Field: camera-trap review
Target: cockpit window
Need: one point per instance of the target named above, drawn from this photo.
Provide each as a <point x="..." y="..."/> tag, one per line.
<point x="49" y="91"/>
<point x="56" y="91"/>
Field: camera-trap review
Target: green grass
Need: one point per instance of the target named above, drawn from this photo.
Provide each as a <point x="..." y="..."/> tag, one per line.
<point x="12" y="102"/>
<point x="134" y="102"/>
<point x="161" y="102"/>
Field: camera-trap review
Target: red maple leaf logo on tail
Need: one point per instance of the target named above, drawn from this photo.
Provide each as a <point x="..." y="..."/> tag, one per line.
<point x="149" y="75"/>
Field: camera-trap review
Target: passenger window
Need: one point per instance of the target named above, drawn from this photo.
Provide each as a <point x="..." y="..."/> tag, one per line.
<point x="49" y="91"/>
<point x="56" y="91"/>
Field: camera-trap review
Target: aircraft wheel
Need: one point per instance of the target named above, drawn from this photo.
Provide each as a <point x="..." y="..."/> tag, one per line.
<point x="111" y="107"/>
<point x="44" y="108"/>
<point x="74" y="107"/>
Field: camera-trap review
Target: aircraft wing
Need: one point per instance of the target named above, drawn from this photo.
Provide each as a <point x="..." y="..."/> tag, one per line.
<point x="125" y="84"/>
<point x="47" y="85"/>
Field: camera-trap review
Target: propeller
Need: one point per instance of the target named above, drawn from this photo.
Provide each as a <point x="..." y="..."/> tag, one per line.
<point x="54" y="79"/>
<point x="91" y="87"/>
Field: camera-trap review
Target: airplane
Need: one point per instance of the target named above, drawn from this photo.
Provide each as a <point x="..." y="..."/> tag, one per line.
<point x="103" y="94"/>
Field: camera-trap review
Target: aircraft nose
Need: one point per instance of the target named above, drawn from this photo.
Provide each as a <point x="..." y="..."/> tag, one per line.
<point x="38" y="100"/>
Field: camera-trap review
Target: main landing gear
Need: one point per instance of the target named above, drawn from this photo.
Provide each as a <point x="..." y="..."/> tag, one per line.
════════
__What to work on__
An exact written copy of every entry is the required answer.

__Exercise response__
Field: camera-trap review
Target: cockpit window
Need: one point per instance of the target named above, drawn from this photo.
Provide each as a <point x="..." y="..."/> tag, one per line.
<point x="49" y="91"/>
<point x="56" y="91"/>
Field: camera-trap review
Target: green grass
Need: one point per instance of the target named above, drawn from this photo.
Provide each as a <point x="..." y="..."/> tag, one per line.
<point x="12" y="102"/>
<point x="134" y="102"/>
<point x="161" y="102"/>
Field: camera-trap review
Target: red maple leaf logo on tail
Need: one point per instance of the target named above, drawn from this photo.
Provide each as a <point x="..." y="..."/> tag, one per line.
<point x="149" y="75"/>
Field: camera-trap review
Target: passenger window
Need: one point per instance of the target named above, drawn from this photo.
Provide each as a <point x="..." y="..."/> tag, one per line.
<point x="49" y="91"/>
<point x="56" y="91"/>
Field: camera-trap review
Target: aircraft wheel
Need: one point per instance of the target named above, drawn from this photo.
Provide each as a <point x="..." y="..."/> tag, one per line.
<point x="111" y="107"/>
<point x="44" y="108"/>
<point x="74" y="107"/>
Field: camera-trap review
Target: aircraft wing
Need: one point per instance of the target named above, drawn from this photo.
Provide each as a <point x="..." y="..."/> tag, one per line.
<point x="125" y="84"/>
<point x="47" y="85"/>
Field: camera-trap review
Target: propeller
Need: one point per instance of the target named above, drawn from this photo.
Provide each as a <point x="..." y="..."/> tag, one per line.
<point x="54" y="79"/>
<point x="91" y="87"/>
Field: camera-trap review
Target: airplane
Need: one point per instance of the target named above, drawn from this photo.
Provide each as a <point x="..." y="..."/> tag, one per line.
<point x="103" y="94"/>
Field: camera-trap review
Target: aircraft nose
Need: one point per instance of the target named above, drawn from this photo.
Provide each as a <point x="..." y="..."/> tag, one per line.
<point x="38" y="100"/>
Field: camera-trap review
Target: main landing gear
Need: one point per instance of the target named above, drawn from this photo.
Provide each as a <point x="..." y="..."/> tag, one per line.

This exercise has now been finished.